> [Exercise]: Could you print every record below exactly as written?

* * * *

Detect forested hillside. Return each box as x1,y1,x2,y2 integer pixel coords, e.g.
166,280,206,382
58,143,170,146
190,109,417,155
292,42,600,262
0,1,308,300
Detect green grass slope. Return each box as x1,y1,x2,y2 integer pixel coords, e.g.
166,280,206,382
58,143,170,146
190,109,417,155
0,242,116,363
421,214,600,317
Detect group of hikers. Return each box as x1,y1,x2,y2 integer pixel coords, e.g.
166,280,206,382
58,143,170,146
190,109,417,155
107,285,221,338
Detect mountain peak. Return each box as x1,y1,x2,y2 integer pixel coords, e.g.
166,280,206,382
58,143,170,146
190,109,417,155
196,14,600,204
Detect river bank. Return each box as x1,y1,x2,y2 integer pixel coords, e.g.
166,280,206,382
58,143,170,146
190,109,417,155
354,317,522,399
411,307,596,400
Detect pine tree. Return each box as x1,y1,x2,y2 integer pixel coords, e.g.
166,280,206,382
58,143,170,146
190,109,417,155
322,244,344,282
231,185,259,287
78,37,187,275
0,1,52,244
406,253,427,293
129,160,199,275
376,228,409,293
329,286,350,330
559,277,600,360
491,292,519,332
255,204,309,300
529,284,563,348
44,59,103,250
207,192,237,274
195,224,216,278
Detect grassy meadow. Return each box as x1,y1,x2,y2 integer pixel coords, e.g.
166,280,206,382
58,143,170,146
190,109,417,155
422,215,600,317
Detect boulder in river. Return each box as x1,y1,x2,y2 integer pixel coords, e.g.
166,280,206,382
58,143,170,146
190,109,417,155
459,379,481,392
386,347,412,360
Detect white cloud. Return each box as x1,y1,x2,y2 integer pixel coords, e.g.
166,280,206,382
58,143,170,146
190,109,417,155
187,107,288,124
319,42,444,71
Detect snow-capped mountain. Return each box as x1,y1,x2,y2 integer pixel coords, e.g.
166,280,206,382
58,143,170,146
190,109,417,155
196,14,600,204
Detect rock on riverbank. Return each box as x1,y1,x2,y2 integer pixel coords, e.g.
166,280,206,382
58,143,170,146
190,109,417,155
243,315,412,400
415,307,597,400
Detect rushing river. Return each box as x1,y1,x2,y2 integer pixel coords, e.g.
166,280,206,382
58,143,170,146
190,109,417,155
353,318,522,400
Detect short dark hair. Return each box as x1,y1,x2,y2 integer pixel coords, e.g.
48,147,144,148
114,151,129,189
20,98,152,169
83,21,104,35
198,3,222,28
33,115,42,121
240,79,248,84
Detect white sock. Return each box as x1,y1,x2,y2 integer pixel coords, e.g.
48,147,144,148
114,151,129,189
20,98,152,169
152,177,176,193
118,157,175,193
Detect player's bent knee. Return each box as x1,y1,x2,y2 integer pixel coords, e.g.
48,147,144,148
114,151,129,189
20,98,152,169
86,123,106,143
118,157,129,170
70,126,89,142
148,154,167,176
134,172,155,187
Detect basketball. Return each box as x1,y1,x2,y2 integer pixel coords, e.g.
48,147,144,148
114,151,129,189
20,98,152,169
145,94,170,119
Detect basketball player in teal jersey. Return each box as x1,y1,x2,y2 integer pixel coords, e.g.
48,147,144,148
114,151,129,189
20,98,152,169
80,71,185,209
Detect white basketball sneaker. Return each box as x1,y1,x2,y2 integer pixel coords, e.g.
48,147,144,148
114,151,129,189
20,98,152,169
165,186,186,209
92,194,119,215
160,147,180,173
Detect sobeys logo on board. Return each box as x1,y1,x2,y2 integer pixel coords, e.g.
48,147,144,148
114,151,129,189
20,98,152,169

* * * *

> [Response to this exercise]:
Detect forested hillside. Return each box as x1,y1,x2,y2 integer pixel coords, e.g.
166,280,206,382
58,143,170,146
190,109,417,155
292,42,600,262
0,1,308,300
Detect green grass slope. Return each box as x1,y1,x2,y2 integer pixel coords, e.g.
166,280,206,382
58,143,170,146
190,109,417,155
0,242,116,363
421,214,600,317
Detect group of hikers. Return each box as x1,y1,x2,y2 integer pixel coords, e.g.
166,280,206,382
58,143,170,146
190,109,417,155
107,285,221,338
Detect mountain peak. Return each box as x1,y1,x2,y2 integer pixel coords, e.g.
166,280,206,382
58,143,170,146
190,109,417,155
196,14,600,204
Detect river bank. Return each box as x1,y1,x2,y2 integer pixel coords, e.g.
166,280,206,382
58,143,170,146
190,109,417,155
354,317,522,399
411,307,596,400
Detect pine tree. Return each box as x1,y1,x2,y2 integer pixel coords, e.g.
166,280,206,382
58,143,170,146
190,109,417,155
322,244,344,282
231,185,259,287
78,37,187,275
0,1,52,244
406,253,427,293
129,160,199,275
376,228,409,293
329,286,350,330
559,277,600,360
491,292,519,332
255,204,309,300
529,284,563,348
44,59,103,250
207,192,237,274
195,224,216,278
Detect grassy meadow. Return each box as x1,y1,x2,y2 integer pixel coords, e.g.
166,280,206,382
58,143,170,146
190,109,417,155
422,215,600,317
Detect boulder in river. Return each box as x1,y1,x2,y2 integer pixel coords, e.g.
166,280,206,382
58,143,170,146
190,109,417,155
459,379,481,392
386,347,412,360
Detect white cloud. Return each box as x1,y1,x2,y2 integer pixel coords, e.g.
166,280,206,382
58,143,170,146
190,109,417,155
187,107,288,124
319,42,444,71
Detect snow-capped mountain. Return each box as x1,y1,x2,y2 integer pixel coords, e.g.
166,280,206,382
58,143,170,146
190,109,417,155
196,14,600,204
Detect rock on riverbank. Return each box as x1,y1,x2,y2 integer pixel coords, e.g.
166,280,206,382
58,143,170,146
190,109,417,155
243,315,412,400
415,307,597,400
Detect rushing river. Return each box as x1,y1,x2,y2 integer pixel coords, e.g.
166,280,206,382
58,143,170,146
190,109,417,155
353,318,522,400
Detect short dark hair. Return each box as x1,y1,x2,y2 integer pixel coords, e.g.
48,147,144,148
114,151,129,189
20,98,152,169
83,21,104,35
198,3,222,28
33,115,42,121
240,79,248,84
Detect white sock. Return each box as x1,y1,x2,y2 integer pixel coords, e.g.
48,147,144,148
114,151,129,189
20,98,152,169
152,177,176,193
118,157,175,193
Detect player's bent knee. Return each box as x1,y1,x2,y2 integer pixel coords, e.g.
48,147,144,148
114,151,129,189
20,98,152,169
86,123,106,143
118,157,129,170
70,126,89,142
148,154,167,176
134,172,155,187
Detect basketball. Return each box as x1,y1,x2,y2 integer pixel coords, e.g.
48,147,144,148
114,151,129,189
20,98,152,169
145,94,170,119
Detect basketball player in teal jersey. Return each box as x1,y1,x2,y2 integer pixel coords, e.g.
48,147,144,148
114,151,129,189
20,98,152,169
80,71,185,209
Detect white basketball sneaker. Return each box as x1,y1,x2,y2 integer pixel coords, e.g.
48,147,144,148
114,151,129,189
20,98,152,169
165,186,186,209
92,194,119,215
160,147,180,173
Detect sobeys logo on board. Return each box as x1,y1,x2,y2 integer pixel coords, e.g.
48,147,144,148
114,151,129,189
20,98,152,169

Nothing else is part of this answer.